- [Source]:
___

Keller is a process theologian whose book Cloud of the Imposible holds to a panentheist view that all things are one in God.  God who contains all things and who also emerges in and beyond the cosmos.  God who takes us along for the ride.  Keller quotes Athanasius (296-373) who wrote, “God became human so that the human could become God.”  Turns out, rather than being a radical notion of the 21st century the awareness of humans becoming divine goes all the way back to the 3rd century.

So, on this feast of the human-divine relationship we find ourselves on a path that leaves behind contrasts about light – whether of violence and destruction or of insight and progress.  Rather, like the newly baptized Jesus, in the words (also ancient) of Augustine, “We become who we are.”

We are a people who live always to build up and not destroy even as the forces of violence and separation seem permanent.  Our path is not one to find some institutionally driven legal power of coercion to do as we always have done.  Rather, our path is, even in the ever present face of evil, to hear the Word of the Beloved One and act upon our imagination that shows us the good.

___

- [Dataset rows]:
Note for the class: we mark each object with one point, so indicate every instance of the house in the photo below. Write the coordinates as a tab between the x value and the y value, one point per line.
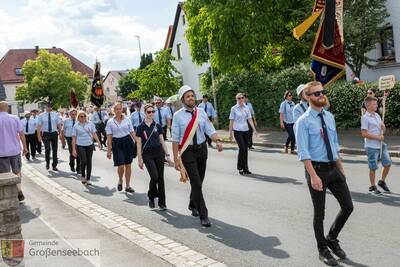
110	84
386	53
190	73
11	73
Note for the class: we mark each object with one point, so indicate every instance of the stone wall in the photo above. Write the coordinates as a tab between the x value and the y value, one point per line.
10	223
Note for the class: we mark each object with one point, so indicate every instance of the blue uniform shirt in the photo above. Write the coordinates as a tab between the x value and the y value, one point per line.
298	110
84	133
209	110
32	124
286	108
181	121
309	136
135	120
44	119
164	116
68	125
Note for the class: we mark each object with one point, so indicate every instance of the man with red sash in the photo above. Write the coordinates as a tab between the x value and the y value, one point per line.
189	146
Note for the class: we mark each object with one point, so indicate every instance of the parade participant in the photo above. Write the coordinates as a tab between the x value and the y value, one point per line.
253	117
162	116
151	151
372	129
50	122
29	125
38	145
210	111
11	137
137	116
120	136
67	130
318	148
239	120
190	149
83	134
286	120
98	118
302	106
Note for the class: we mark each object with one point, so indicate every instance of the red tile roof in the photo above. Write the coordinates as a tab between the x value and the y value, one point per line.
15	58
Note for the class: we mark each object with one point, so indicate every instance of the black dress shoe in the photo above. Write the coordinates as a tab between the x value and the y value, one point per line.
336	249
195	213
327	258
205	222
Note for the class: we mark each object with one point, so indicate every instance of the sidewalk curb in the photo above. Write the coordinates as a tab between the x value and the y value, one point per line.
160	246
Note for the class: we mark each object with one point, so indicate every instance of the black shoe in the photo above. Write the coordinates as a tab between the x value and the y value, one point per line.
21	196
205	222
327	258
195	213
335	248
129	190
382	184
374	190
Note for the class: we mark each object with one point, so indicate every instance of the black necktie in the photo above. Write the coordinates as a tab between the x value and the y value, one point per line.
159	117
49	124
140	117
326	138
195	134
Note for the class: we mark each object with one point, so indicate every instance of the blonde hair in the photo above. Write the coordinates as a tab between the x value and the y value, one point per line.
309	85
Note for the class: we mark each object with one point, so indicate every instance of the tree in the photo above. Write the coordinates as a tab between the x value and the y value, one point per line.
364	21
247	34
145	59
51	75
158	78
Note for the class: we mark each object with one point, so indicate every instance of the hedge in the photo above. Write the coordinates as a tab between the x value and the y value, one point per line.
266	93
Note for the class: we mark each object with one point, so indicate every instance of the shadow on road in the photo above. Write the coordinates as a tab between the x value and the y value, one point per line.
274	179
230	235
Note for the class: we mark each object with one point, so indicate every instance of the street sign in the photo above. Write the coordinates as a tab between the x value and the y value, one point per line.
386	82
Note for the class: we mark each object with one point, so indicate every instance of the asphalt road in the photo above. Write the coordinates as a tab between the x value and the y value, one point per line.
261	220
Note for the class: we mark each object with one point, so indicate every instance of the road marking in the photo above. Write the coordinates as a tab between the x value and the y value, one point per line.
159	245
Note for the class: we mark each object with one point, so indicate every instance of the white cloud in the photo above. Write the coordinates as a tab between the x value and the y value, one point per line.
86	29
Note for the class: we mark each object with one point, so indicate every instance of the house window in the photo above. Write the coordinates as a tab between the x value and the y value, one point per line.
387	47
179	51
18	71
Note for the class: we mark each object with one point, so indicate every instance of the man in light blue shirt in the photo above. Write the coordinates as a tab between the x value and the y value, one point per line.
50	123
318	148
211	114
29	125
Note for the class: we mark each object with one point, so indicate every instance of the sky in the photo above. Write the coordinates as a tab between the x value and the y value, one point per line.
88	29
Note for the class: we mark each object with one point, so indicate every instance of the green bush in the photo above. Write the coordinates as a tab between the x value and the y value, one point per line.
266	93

___

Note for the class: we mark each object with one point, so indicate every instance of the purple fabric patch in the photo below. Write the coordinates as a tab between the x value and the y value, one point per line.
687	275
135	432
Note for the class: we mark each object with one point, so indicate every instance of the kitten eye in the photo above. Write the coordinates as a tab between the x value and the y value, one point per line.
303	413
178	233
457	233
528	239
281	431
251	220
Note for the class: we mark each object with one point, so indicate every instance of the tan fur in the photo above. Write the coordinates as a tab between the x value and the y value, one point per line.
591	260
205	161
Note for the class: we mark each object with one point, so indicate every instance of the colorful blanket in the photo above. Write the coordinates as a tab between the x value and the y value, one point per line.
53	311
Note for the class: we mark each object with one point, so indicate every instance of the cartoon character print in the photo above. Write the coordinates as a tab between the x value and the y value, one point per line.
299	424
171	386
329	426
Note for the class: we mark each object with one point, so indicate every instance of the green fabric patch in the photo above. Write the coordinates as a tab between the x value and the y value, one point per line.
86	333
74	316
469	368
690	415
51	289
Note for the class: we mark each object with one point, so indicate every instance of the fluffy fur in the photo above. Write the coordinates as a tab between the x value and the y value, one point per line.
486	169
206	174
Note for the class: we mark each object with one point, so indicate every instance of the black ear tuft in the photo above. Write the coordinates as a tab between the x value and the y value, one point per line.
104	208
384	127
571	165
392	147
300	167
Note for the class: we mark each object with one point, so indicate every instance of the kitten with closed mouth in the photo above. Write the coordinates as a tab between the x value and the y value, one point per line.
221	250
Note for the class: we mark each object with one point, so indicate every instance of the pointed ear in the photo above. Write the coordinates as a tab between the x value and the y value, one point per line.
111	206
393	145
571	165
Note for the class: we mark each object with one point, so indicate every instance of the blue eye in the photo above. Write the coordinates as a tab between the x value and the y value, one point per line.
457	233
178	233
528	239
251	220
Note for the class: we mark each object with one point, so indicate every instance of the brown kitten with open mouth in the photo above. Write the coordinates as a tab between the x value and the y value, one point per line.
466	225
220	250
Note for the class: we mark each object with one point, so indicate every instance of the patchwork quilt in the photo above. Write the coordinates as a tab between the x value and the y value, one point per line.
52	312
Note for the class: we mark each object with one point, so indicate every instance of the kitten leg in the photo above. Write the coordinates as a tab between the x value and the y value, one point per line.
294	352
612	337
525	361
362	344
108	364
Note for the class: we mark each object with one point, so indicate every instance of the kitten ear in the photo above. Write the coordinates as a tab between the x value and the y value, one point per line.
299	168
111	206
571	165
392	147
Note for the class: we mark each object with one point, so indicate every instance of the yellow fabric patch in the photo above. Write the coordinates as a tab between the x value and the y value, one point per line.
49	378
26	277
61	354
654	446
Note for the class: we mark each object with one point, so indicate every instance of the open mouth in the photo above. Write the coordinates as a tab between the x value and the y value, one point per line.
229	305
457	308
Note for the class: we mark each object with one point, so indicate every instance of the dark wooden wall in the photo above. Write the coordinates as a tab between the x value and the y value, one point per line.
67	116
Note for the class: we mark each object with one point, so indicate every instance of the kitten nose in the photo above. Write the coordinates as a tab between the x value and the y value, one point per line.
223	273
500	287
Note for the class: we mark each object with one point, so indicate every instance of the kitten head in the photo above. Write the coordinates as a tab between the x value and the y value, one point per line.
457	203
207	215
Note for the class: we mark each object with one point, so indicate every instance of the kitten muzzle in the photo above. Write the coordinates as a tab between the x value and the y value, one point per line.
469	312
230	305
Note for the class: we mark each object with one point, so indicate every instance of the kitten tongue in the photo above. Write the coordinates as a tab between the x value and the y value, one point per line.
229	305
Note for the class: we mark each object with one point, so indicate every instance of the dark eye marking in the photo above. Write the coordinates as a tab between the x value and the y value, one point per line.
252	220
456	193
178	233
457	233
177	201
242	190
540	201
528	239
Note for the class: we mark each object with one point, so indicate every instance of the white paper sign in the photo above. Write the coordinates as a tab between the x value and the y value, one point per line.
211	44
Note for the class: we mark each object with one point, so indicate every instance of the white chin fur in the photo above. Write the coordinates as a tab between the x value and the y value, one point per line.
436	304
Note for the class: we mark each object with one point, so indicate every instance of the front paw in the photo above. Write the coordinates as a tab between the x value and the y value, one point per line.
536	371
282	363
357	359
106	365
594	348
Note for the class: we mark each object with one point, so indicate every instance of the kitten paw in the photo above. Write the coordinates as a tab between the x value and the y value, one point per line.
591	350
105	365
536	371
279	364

___

Name every person the passage on the human-divine relationship mentions by name, leaving out God. The data that comes after the passage is separate material with no connection to it.

- [Exercise result]:
Keller, Athanasius, Jesus, Augustine